## Problem requirements
Word for word, retype the lines from the one containing "box: [139, 98, 151, 116]" to the one containing "positive clicks: (96, 90) (100, 94)" below, keeping both end lines and dropping the pictures.
========
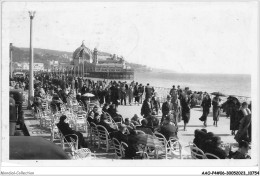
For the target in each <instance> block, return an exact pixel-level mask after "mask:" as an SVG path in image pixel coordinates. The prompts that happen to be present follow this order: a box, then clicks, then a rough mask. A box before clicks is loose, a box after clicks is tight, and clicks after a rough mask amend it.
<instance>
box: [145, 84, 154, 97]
mask: <svg viewBox="0 0 260 176" xmlns="http://www.w3.org/2000/svg"><path fill="white" fill-rule="evenodd" d="M152 95H153V88H152V87H151V86H150V84H149V83H148V84H147V86H146V87H145V98H147V97H152Z"/></svg>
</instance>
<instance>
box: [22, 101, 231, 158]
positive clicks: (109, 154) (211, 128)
mask: <svg viewBox="0 0 260 176" xmlns="http://www.w3.org/2000/svg"><path fill="white" fill-rule="evenodd" d="M26 107H27V105H26V103H25V104H24V115H25V117H24V118H25V125H26V127H27V130H28V132H29V135H30V136H40V137H43V138H45V139H47V140H50V139H51V131H50V130H49V129H47V128H43V127H40V122H39V120H37V119H35V118H34V117H33V116H32V114H31V111H30V110H26ZM118 111H119V114H121V115H122V116H123V117H124V118H132V117H133V116H134V114H137V115H138V116H139V117H141V115H140V112H141V105H139V106H138V105H133V106H119V107H118ZM211 112H212V111H211ZM201 114H202V111H201V109H200V108H194V109H191V119H190V122H189V124H188V125H187V131H183V123H182V122H180V123H179V132H178V137H179V141H180V143H181V144H182V146H183V149H184V154H186V155H189V154H190V150H189V147H185V146H187V145H188V144H189V142H190V141H193V139H194V130H196V129H202V128H206V129H207V130H208V132H213V133H215V134H216V135H217V136H220V137H221V139H222V141H223V142H224V143H231V144H235V143H236V141H235V140H234V136H232V135H231V134H230V130H229V124H230V119H227V118H226V116H225V114H224V113H221V115H220V120H219V123H218V127H215V126H213V120H212V119H213V117H212V113H210V114H209V117H208V126H207V127H204V126H203V123H202V122H201V121H200V120H199V117H200V116H201ZM82 133H83V136H84V137H85V140H87V141H89V139H88V138H87V133H86V132H83V131H82ZM53 142H54V143H55V144H57V145H59V146H61V144H60V140H59V139H55V140H54V141H53ZM89 148H90V149H91V151H92V152H94V153H96V156H97V159H113V158H114V154H113V152H114V151H113V150H110V151H109V152H108V153H106V152H105V150H102V149H97V146H90V144H89Z"/></svg>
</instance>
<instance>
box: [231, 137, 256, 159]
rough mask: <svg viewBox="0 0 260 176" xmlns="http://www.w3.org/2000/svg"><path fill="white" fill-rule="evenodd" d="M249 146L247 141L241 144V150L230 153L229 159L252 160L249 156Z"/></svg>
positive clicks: (240, 149)
mask: <svg viewBox="0 0 260 176" xmlns="http://www.w3.org/2000/svg"><path fill="white" fill-rule="evenodd" d="M248 150H249V144H248V142H247V141H240V142H239V149H238V150H237V151H236V152H232V151H230V152H229V158H232V159H251V157H250V156H249V155H248Z"/></svg>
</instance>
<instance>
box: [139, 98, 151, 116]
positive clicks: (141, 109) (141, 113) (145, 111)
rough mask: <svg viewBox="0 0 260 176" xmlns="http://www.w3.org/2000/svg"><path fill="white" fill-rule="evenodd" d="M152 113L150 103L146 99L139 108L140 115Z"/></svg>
mask: <svg viewBox="0 0 260 176" xmlns="http://www.w3.org/2000/svg"><path fill="white" fill-rule="evenodd" d="M151 114H152V109H151V103H148V101H147V100H145V101H144V102H143V105H142V108H141V115H142V116H144V117H146V116H149V115H151Z"/></svg>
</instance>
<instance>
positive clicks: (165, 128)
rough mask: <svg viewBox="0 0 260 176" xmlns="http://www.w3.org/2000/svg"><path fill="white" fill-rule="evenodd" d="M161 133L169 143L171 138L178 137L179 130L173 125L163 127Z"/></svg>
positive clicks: (168, 125)
mask: <svg viewBox="0 0 260 176" xmlns="http://www.w3.org/2000/svg"><path fill="white" fill-rule="evenodd" d="M160 133H162V134H163V135H164V137H165V138H166V140H167V141H168V140H169V138H170V137H177V128H176V127H175V126H174V125H171V124H167V125H163V126H162V127H161V130H160Z"/></svg>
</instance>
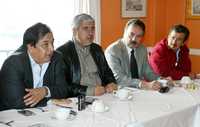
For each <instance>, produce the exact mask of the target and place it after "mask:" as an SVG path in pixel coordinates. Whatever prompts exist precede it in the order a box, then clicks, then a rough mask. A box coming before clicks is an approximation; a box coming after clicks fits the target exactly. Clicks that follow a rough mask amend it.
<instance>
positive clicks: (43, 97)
mask: <svg viewBox="0 0 200 127" xmlns="http://www.w3.org/2000/svg"><path fill="white" fill-rule="evenodd" d="M25 91H26V92H27V94H26V95H25V96H24V98H23V99H24V103H25V105H26V106H29V107H34V106H35V105H36V104H37V103H39V102H40V101H41V100H42V99H43V98H44V97H45V96H46V95H47V94H48V92H47V91H48V90H47V88H46V87H40V88H33V89H25Z"/></svg>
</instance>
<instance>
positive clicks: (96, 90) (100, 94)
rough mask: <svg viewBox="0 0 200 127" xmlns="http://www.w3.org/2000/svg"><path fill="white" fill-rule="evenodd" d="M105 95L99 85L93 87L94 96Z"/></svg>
mask: <svg viewBox="0 0 200 127" xmlns="http://www.w3.org/2000/svg"><path fill="white" fill-rule="evenodd" d="M104 93H105V88H104V87H103V86H101V85H96V86H95V93H94V95H95V96H100V95H103V94H104Z"/></svg>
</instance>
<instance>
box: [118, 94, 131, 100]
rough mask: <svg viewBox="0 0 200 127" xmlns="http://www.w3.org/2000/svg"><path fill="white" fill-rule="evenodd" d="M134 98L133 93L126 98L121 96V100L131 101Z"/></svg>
mask: <svg viewBox="0 0 200 127" xmlns="http://www.w3.org/2000/svg"><path fill="white" fill-rule="evenodd" d="M118 98H119V97H118ZM132 99H133V95H129V96H128V98H124V99H121V98H119V100H120V101H129V100H132Z"/></svg>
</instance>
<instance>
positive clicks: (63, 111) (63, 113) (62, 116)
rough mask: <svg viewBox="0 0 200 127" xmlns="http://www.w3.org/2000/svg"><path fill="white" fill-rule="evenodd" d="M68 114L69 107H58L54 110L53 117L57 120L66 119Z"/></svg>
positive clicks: (68, 113)
mask: <svg viewBox="0 0 200 127" xmlns="http://www.w3.org/2000/svg"><path fill="white" fill-rule="evenodd" d="M69 115H70V109H67V108H58V109H56V110H55V118H56V119H58V120H66V119H67V118H68V117H69Z"/></svg>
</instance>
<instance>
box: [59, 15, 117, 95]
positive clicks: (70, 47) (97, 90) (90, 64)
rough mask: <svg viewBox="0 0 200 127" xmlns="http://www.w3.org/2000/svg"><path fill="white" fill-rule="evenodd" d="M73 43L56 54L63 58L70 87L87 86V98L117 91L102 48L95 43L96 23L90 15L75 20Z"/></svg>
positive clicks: (87, 15)
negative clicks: (77, 86)
mask: <svg viewBox="0 0 200 127" xmlns="http://www.w3.org/2000/svg"><path fill="white" fill-rule="evenodd" d="M72 30H73V40H70V41H68V42H67V43H65V44H64V45H62V46H61V47H59V48H58V49H57V50H58V51H60V52H61V53H62V54H63V58H64V61H65V64H66V70H65V76H66V79H67V81H68V83H69V84H73V85H82V86H87V92H86V95H96V96H98V95H102V94H104V93H105V92H112V91H113V90H114V89H116V88H117V85H116V84H115V78H114V76H113V73H112V71H111V69H110V68H109V66H108V64H107V61H106V59H105V56H104V52H103V50H102V48H101V47H100V46H99V45H97V44H95V43H93V41H94V35H95V21H94V19H93V18H92V17H91V16H90V15H87V14H80V15H77V16H75V17H74V19H73V26H72Z"/></svg>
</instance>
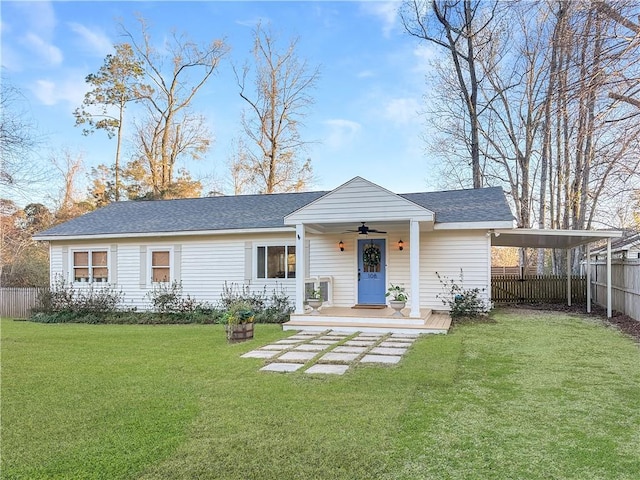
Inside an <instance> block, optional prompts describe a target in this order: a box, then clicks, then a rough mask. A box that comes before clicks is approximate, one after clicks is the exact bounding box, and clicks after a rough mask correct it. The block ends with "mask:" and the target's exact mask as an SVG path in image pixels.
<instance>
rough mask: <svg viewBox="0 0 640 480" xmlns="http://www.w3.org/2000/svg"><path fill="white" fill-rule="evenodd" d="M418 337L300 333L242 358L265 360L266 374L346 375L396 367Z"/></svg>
mask: <svg viewBox="0 0 640 480" xmlns="http://www.w3.org/2000/svg"><path fill="white" fill-rule="evenodd" d="M417 338H418V335H411V334H398V333H393V334H381V333H366V332H362V333H360V332H358V333H355V334H354V333H344V332H338V331H332V330H329V331H325V332H318V333H312V332H300V333H297V334H295V335H292V336H291V337H288V338H285V339H283V340H278V341H276V342H274V343H272V344H270V345H265V346H264V347H260V348H258V349H256V350H252V351H250V352H247V353H245V354H244V355H242V357H243V358H262V359H264V360H265V361H266V362H267V364H266V365H265V366H264V367H262V368H261V369H260V370H261V371H265V372H295V371H297V370H301V369H302V371H304V372H305V373H309V374H325V375H344V374H345V373H346V372H347V370H349V367H351V366H352V365H356V364H358V363H363V364H396V363H398V362H399V361H400V360H401V359H402V356H403V355H404V354H405V353H406V352H407V350H408V349H409V347H410V346H411V345H412V344H413V342H415V341H416V339H417Z"/></svg>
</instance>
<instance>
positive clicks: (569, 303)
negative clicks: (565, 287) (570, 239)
mask: <svg viewBox="0 0 640 480" xmlns="http://www.w3.org/2000/svg"><path fill="white" fill-rule="evenodd" d="M567 305H568V306H571V249H570V248H567Z"/></svg>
========
## Answer section
box: [139, 98, 151, 116]
positive clicks: (141, 109) (141, 113) (145, 111)
rough mask: <svg viewBox="0 0 260 176" xmlns="http://www.w3.org/2000/svg"><path fill="white" fill-rule="evenodd" d="M152 113L150 103L146 99L139 108L140 115Z"/></svg>
mask: <svg viewBox="0 0 260 176" xmlns="http://www.w3.org/2000/svg"><path fill="white" fill-rule="evenodd" d="M151 114H152V109H151V103H148V101H147V100H145V101H144V102H143V105H142V108H141V115H142V116H144V117H146V116H149V115H151Z"/></svg>
</instance>
<instance>
positive clicks: (165, 128)
rough mask: <svg viewBox="0 0 260 176" xmlns="http://www.w3.org/2000/svg"><path fill="white" fill-rule="evenodd" d="M161 133L169 143L171 138L178 137L179 130L173 125L163 127Z"/></svg>
positive clicks: (168, 125)
mask: <svg viewBox="0 0 260 176" xmlns="http://www.w3.org/2000/svg"><path fill="white" fill-rule="evenodd" d="M160 133H162V134H163V135H164V137H165V138H166V140H167V141H168V140H169V138H170V137H177V128H176V127H175V126H174V125H171V124H167V125H163V126H162V127H161V130H160Z"/></svg>
</instance>
For each <instance>, produce the exact mask of the target and place it after "mask:" as an SVG path in pixel coordinates. Whatever prompts exist precede it in the order a box, then clicks, then a rough mask. A box coming before clicks is an approximation; a box coming after clicks fits the target exactly. Clicks that follow a rough mask amend it.
<instance>
positive clicks: (43, 97)
mask: <svg viewBox="0 0 200 127" xmlns="http://www.w3.org/2000/svg"><path fill="white" fill-rule="evenodd" d="M25 91H26V92H27V94H26V95H25V96H24V98H23V99H24V103H25V105H26V106H29V107H34V106H35V105H36V104H37V103H39V102H40V101H41V100H42V99H43V98H44V97H45V96H46V95H47V94H48V92H47V91H48V90H47V88H46V87H40V88H33V89H25Z"/></svg>
</instance>
<instance>
positive clicks: (96, 90) (100, 94)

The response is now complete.